What needs to be done:
Rescale the answer coordinates in all the records below: multiply each one by 1.55 and round to the nearest whole number, with halves rounded up. Repeat every line, requests included.
^^^^
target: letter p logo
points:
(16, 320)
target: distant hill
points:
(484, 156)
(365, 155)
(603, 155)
^^^^
Task result:
target: letter p logo
points:
(25, 496)
target: distant hill
points:
(750, 242)
(566, 240)
(935, 240)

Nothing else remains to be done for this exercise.